▸ Objective
Find each line in the material below that contains the word "plow", and copy those lines.

§ §

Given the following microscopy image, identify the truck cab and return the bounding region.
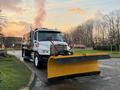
[22,28,72,67]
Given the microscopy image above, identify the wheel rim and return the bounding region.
[35,57,38,67]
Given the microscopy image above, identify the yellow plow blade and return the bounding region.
[47,54,109,80]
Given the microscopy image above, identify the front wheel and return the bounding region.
[34,54,43,69]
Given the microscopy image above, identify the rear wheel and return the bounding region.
[34,54,43,69]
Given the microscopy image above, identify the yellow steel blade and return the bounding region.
[47,55,99,80]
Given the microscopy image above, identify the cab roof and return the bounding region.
[35,28,61,33]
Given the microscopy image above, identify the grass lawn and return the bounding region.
[0,56,32,90]
[73,48,120,58]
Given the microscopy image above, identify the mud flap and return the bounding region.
[47,54,109,81]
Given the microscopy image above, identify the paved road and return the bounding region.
[8,51,120,90]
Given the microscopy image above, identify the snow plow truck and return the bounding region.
[22,28,110,81]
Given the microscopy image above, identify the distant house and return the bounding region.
[4,37,22,48]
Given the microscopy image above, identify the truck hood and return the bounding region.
[39,41,67,46]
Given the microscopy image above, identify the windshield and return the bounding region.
[38,32,63,41]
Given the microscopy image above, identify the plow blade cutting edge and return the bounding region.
[47,54,110,81]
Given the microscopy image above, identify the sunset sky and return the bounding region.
[0,0,120,36]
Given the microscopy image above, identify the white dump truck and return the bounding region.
[22,28,110,81]
[22,28,72,68]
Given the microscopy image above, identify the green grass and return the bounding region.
[0,56,31,90]
[73,48,120,58]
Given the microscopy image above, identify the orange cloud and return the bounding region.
[2,22,27,37]
[68,8,86,17]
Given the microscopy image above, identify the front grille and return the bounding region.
[50,45,67,55]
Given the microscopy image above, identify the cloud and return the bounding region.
[68,8,86,17]
[2,21,28,37]
[0,0,23,12]
[34,0,46,27]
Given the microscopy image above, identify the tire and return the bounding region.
[34,53,43,69]
[22,50,30,61]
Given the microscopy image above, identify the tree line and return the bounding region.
[64,10,120,51]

§ §

▸ Answer to this exercise
Given the microscopy image above, identify the yellow plow blade and return the bounding region.
Given the microscopy image above, identify the snow plow truck and return the bounding region.
Given the microscopy image above, identify the plow blade cutting edge and return the bounding region.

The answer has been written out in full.